◆ **AIM OF THE TASK**
Rewrite all of the material below as a numbered list, with blank lines dropped and the pictures left out.

◆ **EXERCISE MATERIALS**
----------
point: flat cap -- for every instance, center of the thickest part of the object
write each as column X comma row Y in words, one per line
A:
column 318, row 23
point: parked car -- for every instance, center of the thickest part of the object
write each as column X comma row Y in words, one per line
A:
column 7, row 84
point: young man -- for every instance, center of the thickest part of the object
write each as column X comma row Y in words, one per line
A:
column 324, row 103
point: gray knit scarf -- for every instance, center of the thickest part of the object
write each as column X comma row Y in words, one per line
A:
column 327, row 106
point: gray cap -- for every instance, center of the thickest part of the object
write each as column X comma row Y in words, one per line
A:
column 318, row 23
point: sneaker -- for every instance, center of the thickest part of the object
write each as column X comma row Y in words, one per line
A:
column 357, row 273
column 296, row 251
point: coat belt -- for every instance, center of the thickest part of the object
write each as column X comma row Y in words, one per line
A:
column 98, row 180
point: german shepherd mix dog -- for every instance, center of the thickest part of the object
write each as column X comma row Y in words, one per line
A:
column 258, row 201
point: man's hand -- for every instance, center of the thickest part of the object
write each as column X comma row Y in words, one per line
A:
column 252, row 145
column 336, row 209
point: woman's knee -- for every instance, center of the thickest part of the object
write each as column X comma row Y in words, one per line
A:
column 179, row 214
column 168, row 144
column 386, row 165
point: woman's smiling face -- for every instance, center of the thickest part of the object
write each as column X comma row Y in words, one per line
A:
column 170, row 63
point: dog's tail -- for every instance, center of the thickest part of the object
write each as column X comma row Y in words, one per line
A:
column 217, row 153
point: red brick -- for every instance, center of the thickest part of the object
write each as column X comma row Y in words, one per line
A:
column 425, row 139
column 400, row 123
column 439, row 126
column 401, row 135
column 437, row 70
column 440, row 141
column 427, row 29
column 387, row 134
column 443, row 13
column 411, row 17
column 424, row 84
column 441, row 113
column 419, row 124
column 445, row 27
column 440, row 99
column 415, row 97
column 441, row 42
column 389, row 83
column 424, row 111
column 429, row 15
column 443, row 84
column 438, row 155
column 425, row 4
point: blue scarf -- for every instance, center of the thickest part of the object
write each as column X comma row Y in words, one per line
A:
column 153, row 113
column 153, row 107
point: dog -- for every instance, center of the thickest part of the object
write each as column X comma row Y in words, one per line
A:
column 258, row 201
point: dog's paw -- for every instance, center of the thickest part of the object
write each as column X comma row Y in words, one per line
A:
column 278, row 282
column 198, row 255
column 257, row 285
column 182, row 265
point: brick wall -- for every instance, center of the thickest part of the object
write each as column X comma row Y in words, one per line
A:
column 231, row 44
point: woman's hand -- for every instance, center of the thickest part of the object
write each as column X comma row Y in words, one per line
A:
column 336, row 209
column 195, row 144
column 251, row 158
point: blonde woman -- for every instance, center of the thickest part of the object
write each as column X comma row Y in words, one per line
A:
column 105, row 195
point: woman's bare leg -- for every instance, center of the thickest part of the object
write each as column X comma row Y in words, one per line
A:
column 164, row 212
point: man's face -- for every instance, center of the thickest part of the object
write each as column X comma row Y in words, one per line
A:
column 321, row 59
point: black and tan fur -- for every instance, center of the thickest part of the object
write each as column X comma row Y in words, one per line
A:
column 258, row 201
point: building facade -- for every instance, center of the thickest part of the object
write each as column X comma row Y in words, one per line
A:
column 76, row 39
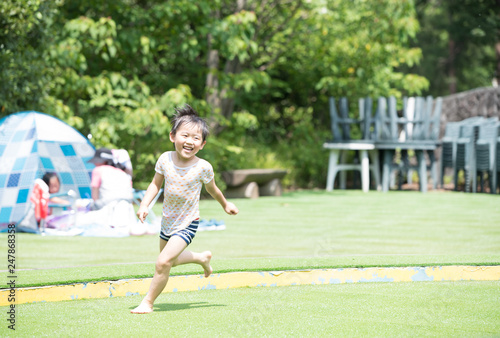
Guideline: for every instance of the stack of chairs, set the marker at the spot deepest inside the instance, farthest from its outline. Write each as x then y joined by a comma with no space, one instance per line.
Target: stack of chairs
486,149
417,131
466,151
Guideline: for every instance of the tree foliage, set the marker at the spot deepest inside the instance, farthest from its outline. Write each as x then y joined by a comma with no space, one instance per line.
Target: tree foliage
458,42
259,71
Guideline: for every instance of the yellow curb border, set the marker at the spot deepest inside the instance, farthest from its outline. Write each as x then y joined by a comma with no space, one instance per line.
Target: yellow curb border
128,287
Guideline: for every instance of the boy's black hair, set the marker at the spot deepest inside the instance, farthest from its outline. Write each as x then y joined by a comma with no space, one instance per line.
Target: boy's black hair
187,115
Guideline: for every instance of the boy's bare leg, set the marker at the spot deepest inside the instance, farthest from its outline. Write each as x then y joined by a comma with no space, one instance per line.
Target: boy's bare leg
203,259
165,263
171,250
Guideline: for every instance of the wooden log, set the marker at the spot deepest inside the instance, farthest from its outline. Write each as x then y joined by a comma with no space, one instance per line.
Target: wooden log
247,190
271,188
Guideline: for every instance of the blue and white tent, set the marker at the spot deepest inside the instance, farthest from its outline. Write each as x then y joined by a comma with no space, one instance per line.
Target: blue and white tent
31,144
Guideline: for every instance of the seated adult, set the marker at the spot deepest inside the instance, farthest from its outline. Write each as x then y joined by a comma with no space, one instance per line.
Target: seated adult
52,181
110,182
112,193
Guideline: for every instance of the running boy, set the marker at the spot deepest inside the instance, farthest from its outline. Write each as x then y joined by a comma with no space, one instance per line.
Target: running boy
183,173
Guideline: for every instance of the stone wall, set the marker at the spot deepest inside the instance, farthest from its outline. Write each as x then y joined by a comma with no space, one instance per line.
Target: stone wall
477,102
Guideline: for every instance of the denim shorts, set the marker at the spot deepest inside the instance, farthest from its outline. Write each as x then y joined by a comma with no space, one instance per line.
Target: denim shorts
186,234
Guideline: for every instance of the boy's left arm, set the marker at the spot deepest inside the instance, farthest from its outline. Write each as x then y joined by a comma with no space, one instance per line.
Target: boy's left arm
215,192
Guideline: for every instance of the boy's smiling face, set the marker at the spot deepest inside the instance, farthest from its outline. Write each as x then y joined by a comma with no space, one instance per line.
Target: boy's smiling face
188,140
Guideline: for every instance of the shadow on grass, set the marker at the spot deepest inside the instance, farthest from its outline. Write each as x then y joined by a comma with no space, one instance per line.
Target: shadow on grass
182,306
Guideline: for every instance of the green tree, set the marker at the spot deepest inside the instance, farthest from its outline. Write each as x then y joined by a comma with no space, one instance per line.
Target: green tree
458,40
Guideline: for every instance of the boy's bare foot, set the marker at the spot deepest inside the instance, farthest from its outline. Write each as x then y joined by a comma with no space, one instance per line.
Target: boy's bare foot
206,263
142,308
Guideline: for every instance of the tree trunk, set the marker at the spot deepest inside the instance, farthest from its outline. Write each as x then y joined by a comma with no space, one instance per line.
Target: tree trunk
451,67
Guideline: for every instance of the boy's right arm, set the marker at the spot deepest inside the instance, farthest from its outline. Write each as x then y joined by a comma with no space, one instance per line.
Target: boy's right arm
150,194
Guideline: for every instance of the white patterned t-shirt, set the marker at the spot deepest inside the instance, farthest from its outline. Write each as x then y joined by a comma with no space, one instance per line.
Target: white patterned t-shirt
182,190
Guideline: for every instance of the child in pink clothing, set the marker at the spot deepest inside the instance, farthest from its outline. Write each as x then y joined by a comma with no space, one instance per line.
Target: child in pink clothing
183,174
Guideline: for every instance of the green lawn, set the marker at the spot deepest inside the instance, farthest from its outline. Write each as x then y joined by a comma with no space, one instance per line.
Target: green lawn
308,229
418,309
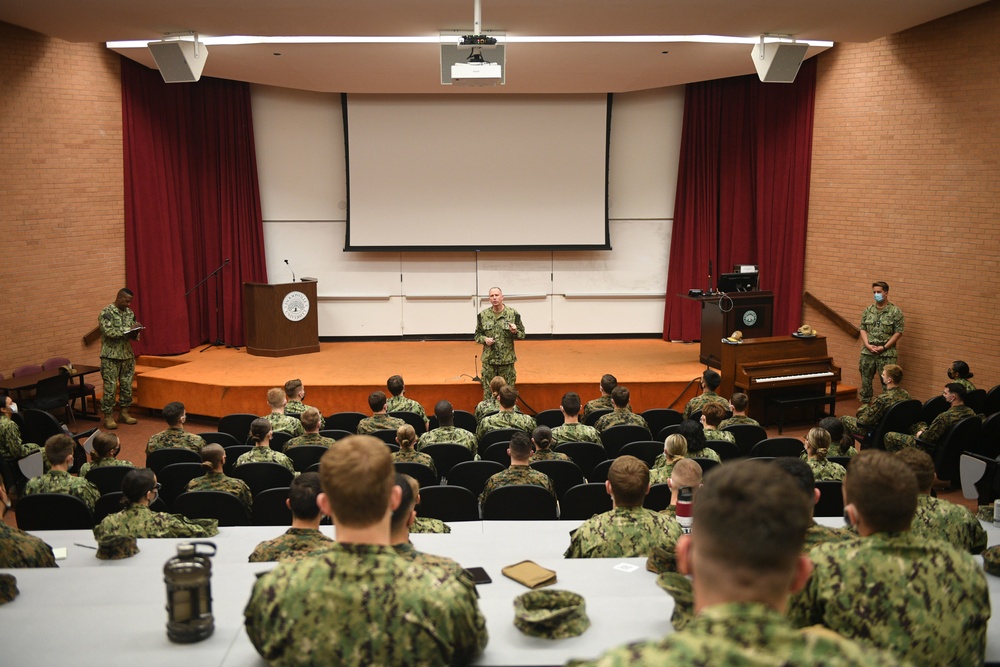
----------
◆ **FINISHED ANSWER**
1. point: flat cap -- for every instance, center of the thickest part of the object
2. write each as column X comma row Y in words, one per line
3. A:
4. column 318, row 23
5. point: parked car -- for every instance, center of the thickest part of the object
6. write each as column X comma row Y in words, one per line
7. A:
8. column 7, row 84
9. point: young man -- for every instance, center of the thickest part of the object
10. write each as column X comma row Y in words, one per line
11. A:
12. column 324, row 103
13. point: gray knit scarf -- for every instance, center of the thickest part of the object
14. write each as column X comma row Y in words, one per line
15. A:
16. column 327, row 106
17. point: gray cap -- for every instance, center of the thickest part of the object
18. write each as column X comma row Y in words, one per line
19. A:
20. column 318, row 23
21. point: sneaker -- for every instance, center of the thickest part of the object
22. write each as column X comma row Y in words, one per line
23. A:
24. column 357, row 273
25. column 296, row 251
26. point: coat belt -- for every instance, center of the thickest part of the object
27. write each as column X comma row Y in words, one per line
28. A:
29. column 98, row 180
30. point: german shepherd mix dog -- for every instance, center of the thickest part of the object
31. write each as column X comma row Y in words, one per line
32. A:
33. column 258, row 201
34. point: man's hand -- for every instance, center of the thickest part of the object
35. write each as column X comma row Y in words, one per line
36. A:
37. column 252, row 145
38. column 336, row 209
39. point: woman's knee -- for every instance, center of the thickest part of the object
40. write each as column X comma row Y in words, one per line
41. A:
42. column 179, row 214
43. column 168, row 144
44. column 386, row 165
45. point: woman's smiling face -- for every instance, center of the thickest part of the object
46. write each as column X comma row Y in words, one per line
47. A:
48. column 170, row 63
49. point: dog's tail -- for every instance, center of the thickest part of the object
50. write each as column X comma row Y in words, one per line
51. A:
52. column 217, row 153
53. point: red brick -- for every instance, center of the thickest part of the object
54. write each as column X comma row Y in words, one per line
55. A:
56. column 425, row 139
57. column 400, row 123
58. column 439, row 126
59. column 401, row 135
60. column 437, row 70
61. column 440, row 141
62. column 427, row 29
63. column 387, row 134
64. column 443, row 13
65. column 411, row 17
66. column 424, row 84
67. column 441, row 113
68. column 419, row 124
69. column 445, row 27
70. column 440, row 99
71. column 415, row 97
72. column 441, row 42
73. column 389, row 83
74. column 424, row 111
75. column 429, row 15
76. column 443, row 84
77. column 438, row 155
78. column 425, row 4
79. point: blue scarf -- for every instance, center of the thickest part of the object
80. write each as column X comma row Y in words, one per line
81. A:
82. column 153, row 113
83. column 153, row 107
84. point: dog -- for every instance, center of the thickest part of the object
85. write each as column X comma row Y in words, one per line
86. A:
87. column 258, row 201
88. point: dog's paw -- for every instance, center of the thickest part of the object
89. write each as column X comma row Y in words, one per line
90. A:
91. column 278, row 282
92. column 198, row 255
93. column 257, row 285
94. column 182, row 265
95. point: brick wall -- for every instance, center of the thickest part of the object
96. write each as column X comma row Y in words, one per line
97. A:
98. column 231, row 44
99. point: woman's hand -- for every instance, center of the thickest part of the object
100. write each as column X comma row Y in words, one per line
101. A:
102. column 336, row 209
103. column 195, row 144
104. column 251, row 158
105. point: blonde woman -- for every instance, center of the thickest part of the object
106. write each as column X comma row Y in words, one per line
107. A:
108. column 105, row 195
109. point: woman's bare leg -- for every instance, center of the thickest part of the object
110. write each as column X comma row Y in words, one per line
111. A:
112. column 164, row 212
113. point: man's face -- for every instance, center of the thickest part of the object
114. write each as column X comma row Y in words, one per line
115. A:
116. column 321, row 59
117. point: black and tan fur -- for every instance, center of the thickest part of the object
118. write each as column X comma row Y in words, one per line
119. A:
120. column 258, row 201
121. point: building facade -- for every instance, center of the thickest part of the object
122. write each as column X comma row Y in words, one per line
123. A:
124. column 76, row 39
125. Guideline: for every instance of the stack of chairs, set the marker at the spot deepest inside the instance, farthest from its outline. Write each as x then y joined by a comma with no space, one instance per line.
126. Target: stack of chairs
127. 486,149
128. 417,131
129. 466,151
130. Guideline: for every instance of the tree foliage, set the marker at the spot deepest inside the instance, farthest from its outline. Write each as x then y joined by a comma with no space, one instance per line.
131. Target: tree foliage
132. 458,42
133. 259,71
134. Guideline: for every instance of the yellow curb border, set the marker at the spot deepest inside the instance, farthest from its outline. Write each as x then y joined by a comma with no space, one instance per line.
135. Target: yellow curb border
136. 128,287
137. Guideline: for every instance of the boy's black hair, set the marker at the spot deepest inside the instance, farthest from its outline. Write each as x then y joined by a comma with no space, one instance per line.
138. Target: boy's black hair
139. 187,115
140. Guideline: for every instance of the boy's bare leg, set the marker at the spot deepest inside the instance, farthest from its outline. Write each as x then y joined by a comma with no space, one instance per line.
141. Target: boy's bare leg
142. 203,259
143. 165,263
144. 171,250
145. Guideline: for every instance of the wooden log, set the marker at the spot deepest inside the instance, farthest from its outline. Write each as x then y joined by a comma with no space, one instance per line.
146. Target: wooden log
147. 247,190
148. 271,188
149. Guideline: for every instance of the blue and white tent, set the marker at the spot deepest inside the instance, farthest from its outline. Write each as x then y joined by a comma with no space, one instance per line.
150. Target: blue and white tent
151. 31,144
152. Guideline: for every instance of the seated adult, set the marker at the spot deepest inside the instance, farthest from its outline. Write each as x then y joined by a comma with no space, one instance per line.
153. Target: seated adult
154. 52,181
155. 110,182
156. 112,193
157. Guideline: for every instance of the running boy, set the marker at the spot deepest inside the instance, farthest from its outline. Write each as x then y joined by a comma with no space, one instance per line.
158. Target: running boy
159. 183,173
160. Guideline: for every instance of the stone wall, set the marker at the spot deepest inside the instance, farthest from its outline. Write each as x then y joined by a comma with no space, one instance per line.
161. Target: stone wall
162. 477,102
163. Guideline: for every instance of the denim shorts, set the marker at the spot deepest inside the instance, farthest from its outline. Write each as x then y joined by a comma with no space, one instance per line.
164. Target: denim shorts
165. 186,234
166. Guideline: for every instance of the boy's left arm, set the marker at the spot deepest inside the instance, farthest from its outline. Write each as x then y joined by a comma with no space, one instance per line.
167. Target: boy's left arm
168. 215,192
169. Guideline: for every instance of the boy's smiling face, set the marker at the spot deepest inside the instance, farthest from its outline. Write each as x then y joined by a comma with no space, one instance per line.
170. Target: boy's smiling face
171. 188,140
172. Guideline: for every instance of the shadow on grass, set the marker at the spot deepest inside the instance, farthest from its outline. Write each as x then y joined by a comma with no space, one instance per line.
173. Target: shadow on grass
174. 182,306
175. Guideline: for every instance of the green tree, set the marker at the spot deepest inside the instance, farthest from its outline. Write each as x then y joined by a comma with no space, one instance per line.
176. Target: green tree
177. 458,40
178. Guideline: for every instance of the boy's bare foot, set the marker at the spot deepest inside the instance, farthest from its outline. Write each as x then y joined by a comma with no space, one instance per line.
179. Target: boy's bare foot
180. 206,263
181. 142,308
182. Guideline: for every instance of the tree trunk, set the marker at the spot deepest inside the instance, farthest from its outline. Write each as x then y joined by a comma with no space, one instance per line.
183. Target: tree trunk
184. 451,67
185. Guideline: for every instance of the boy's right arm, set the marker at the spot deepest inside the instance, farthest from its outline. Write each as x then y joined by a comma with no space, one instance per line.
186. Target: boy's right arm
187. 150,194
188. Guideline: for every instance of the white patterned t-shirt, set the marker at the spot deepest inside the instance, farthest from its outline. Write each as x then y joined by a comma with no space, one instance per line.
189. Target: white patterned t-shirt
190. 182,190
191. Guideline: for every instance of the child in pink clothing, set the marker at the spot deepest inside the instance, farthest from its outline. Write each as x then y joined by a comma with no space, one instance per line.
192. Target: child in pink clothing
193. 183,174
194. Guideline: for every instance of the green lawn, set the marker at the spot deepest inside the instance, farthest from its outline. Write each as x then y joined by a comma with no space, one instance per line.
195. Target: green lawn
196. 308,229
197. 418,309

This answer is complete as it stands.